• **Exercise description**
Find the line containing "x=61, y=150" in the records below. Copy exactly that line and each one after it, ending at the line containing "x=210, y=187", and nothing more.

• **Input data**
=== Begin Enclosure ===

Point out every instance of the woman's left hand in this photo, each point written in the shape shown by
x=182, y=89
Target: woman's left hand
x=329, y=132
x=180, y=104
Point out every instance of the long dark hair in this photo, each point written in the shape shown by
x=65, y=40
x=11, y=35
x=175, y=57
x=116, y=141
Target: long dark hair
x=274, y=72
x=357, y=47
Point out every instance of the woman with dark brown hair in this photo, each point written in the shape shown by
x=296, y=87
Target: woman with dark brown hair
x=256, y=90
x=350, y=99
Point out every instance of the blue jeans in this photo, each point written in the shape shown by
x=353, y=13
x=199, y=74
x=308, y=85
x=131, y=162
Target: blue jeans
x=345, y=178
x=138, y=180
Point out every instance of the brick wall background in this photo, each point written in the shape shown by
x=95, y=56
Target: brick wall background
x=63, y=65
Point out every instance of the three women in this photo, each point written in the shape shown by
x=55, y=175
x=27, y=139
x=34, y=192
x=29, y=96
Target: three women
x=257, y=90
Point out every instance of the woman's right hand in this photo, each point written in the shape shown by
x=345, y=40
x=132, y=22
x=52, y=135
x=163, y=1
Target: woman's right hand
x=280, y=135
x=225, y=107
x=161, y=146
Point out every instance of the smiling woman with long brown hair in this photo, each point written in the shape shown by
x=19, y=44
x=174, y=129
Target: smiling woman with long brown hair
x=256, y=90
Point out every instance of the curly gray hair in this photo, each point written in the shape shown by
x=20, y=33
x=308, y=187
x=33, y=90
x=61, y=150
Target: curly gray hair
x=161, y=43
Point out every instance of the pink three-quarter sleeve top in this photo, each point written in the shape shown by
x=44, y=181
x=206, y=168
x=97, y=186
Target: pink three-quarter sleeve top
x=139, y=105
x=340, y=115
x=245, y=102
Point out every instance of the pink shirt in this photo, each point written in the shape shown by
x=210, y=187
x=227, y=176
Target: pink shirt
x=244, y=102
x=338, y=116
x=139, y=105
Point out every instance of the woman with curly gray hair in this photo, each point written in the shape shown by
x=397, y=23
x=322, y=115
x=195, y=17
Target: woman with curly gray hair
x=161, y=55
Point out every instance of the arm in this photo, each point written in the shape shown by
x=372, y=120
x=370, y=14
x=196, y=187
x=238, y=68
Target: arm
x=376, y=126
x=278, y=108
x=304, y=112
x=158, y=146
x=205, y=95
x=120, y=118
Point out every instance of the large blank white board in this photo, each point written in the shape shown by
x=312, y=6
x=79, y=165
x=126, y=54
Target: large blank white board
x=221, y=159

=== End Enclosure ===
=== Begin Enclosure ===

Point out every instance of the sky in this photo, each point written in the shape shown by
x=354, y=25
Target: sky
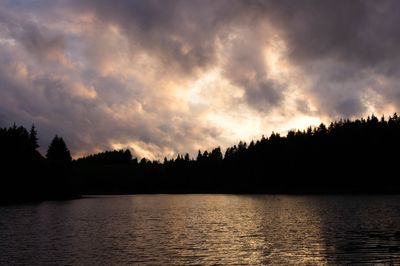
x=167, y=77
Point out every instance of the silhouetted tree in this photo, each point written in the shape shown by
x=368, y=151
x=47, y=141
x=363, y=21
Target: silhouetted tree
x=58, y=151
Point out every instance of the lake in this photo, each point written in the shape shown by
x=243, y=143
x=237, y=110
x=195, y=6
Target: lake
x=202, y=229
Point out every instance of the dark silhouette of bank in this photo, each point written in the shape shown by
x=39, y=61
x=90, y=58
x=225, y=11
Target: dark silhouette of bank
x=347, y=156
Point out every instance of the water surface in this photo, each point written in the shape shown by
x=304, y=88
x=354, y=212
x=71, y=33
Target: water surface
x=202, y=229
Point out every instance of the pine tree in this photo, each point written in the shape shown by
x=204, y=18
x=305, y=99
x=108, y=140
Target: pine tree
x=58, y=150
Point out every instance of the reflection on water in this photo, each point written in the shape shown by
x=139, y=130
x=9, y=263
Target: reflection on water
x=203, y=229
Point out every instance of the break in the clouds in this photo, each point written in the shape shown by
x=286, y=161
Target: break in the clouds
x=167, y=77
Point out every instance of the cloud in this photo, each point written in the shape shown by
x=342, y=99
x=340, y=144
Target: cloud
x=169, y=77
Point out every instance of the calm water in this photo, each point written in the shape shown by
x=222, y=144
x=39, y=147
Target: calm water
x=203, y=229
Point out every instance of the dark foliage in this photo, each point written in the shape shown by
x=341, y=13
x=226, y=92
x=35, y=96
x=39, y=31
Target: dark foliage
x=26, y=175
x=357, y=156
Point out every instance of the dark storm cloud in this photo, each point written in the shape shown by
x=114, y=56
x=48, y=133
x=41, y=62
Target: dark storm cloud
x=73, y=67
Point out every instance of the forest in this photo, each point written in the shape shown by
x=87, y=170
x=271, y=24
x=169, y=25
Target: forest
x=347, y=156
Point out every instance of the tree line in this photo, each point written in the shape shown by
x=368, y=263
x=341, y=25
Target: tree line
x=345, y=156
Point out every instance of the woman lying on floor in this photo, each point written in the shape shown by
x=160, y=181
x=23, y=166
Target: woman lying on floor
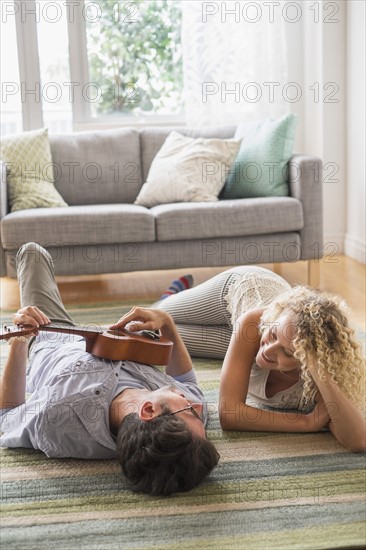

=== End Enclosure ===
=== Begin Enclosure ===

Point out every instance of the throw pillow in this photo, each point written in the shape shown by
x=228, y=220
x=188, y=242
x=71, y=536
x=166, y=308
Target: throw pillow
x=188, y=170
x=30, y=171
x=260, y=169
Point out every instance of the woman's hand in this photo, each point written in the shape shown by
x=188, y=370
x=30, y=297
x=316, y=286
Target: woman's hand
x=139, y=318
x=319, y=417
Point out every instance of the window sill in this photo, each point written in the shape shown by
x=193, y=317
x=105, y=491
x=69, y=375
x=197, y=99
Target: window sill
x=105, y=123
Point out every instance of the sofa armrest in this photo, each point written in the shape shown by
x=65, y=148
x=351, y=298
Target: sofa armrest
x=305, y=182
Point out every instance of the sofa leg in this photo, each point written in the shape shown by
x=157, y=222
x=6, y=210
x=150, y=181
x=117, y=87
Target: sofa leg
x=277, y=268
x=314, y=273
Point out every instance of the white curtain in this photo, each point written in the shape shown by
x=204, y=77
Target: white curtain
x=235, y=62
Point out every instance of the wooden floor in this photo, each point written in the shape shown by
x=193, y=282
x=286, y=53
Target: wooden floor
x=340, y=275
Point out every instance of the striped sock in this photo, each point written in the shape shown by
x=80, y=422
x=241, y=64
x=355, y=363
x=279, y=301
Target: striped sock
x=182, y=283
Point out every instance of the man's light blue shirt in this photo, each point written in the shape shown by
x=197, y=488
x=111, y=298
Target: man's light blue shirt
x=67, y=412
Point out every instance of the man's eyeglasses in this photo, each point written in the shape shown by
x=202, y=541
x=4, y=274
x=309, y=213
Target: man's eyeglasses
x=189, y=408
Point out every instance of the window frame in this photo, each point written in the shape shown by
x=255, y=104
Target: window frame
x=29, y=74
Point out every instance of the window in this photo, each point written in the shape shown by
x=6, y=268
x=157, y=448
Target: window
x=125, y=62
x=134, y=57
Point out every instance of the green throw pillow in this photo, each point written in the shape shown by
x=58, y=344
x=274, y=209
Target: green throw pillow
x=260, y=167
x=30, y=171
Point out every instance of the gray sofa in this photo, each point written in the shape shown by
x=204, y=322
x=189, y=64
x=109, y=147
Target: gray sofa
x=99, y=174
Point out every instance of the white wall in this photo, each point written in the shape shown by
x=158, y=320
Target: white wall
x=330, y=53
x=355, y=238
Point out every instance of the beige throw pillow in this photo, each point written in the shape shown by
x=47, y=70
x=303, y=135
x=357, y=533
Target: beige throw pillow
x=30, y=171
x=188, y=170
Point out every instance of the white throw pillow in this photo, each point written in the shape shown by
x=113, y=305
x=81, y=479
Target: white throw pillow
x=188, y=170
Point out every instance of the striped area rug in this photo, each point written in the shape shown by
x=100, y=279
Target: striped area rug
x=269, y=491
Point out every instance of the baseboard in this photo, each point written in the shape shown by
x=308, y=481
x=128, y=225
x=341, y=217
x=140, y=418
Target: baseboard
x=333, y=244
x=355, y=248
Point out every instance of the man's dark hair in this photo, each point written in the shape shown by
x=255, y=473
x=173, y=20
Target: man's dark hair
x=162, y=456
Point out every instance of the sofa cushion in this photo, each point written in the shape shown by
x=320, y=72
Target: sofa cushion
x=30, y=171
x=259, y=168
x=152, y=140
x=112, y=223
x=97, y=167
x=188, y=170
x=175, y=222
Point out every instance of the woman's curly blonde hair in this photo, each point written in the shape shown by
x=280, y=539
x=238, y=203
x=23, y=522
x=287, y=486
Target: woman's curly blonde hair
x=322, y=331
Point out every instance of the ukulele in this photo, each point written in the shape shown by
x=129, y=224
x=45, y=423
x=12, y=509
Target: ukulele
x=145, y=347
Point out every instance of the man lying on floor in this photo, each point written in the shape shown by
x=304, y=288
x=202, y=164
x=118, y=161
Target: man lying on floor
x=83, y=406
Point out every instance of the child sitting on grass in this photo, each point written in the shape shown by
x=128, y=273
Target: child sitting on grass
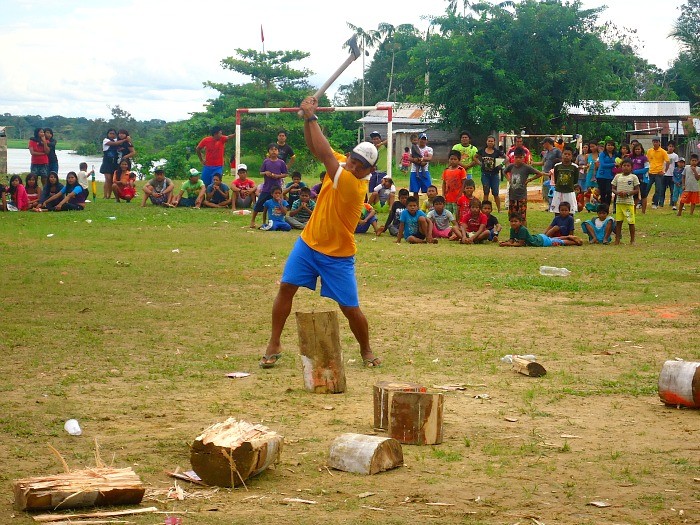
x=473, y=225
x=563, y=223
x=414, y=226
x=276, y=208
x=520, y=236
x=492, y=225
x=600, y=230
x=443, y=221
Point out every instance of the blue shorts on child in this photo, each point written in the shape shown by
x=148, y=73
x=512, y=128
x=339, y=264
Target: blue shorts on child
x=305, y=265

=== End Enclosure ===

• **Answer below**
x=61, y=150
Target: curly gray hair
x=161, y=43
Point out every instance of the pink three-quarter sleeve top in this photo, each point written in the shape shown by
x=44, y=181
x=206, y=168
x=97, y=186
Target: pink three-quarter sleeve top
x=139, y=105
x=340, y=115
x=245, y=102
Point out every instance of the pink shirt in this photo, each point written in the shape shown by
x=210, y=187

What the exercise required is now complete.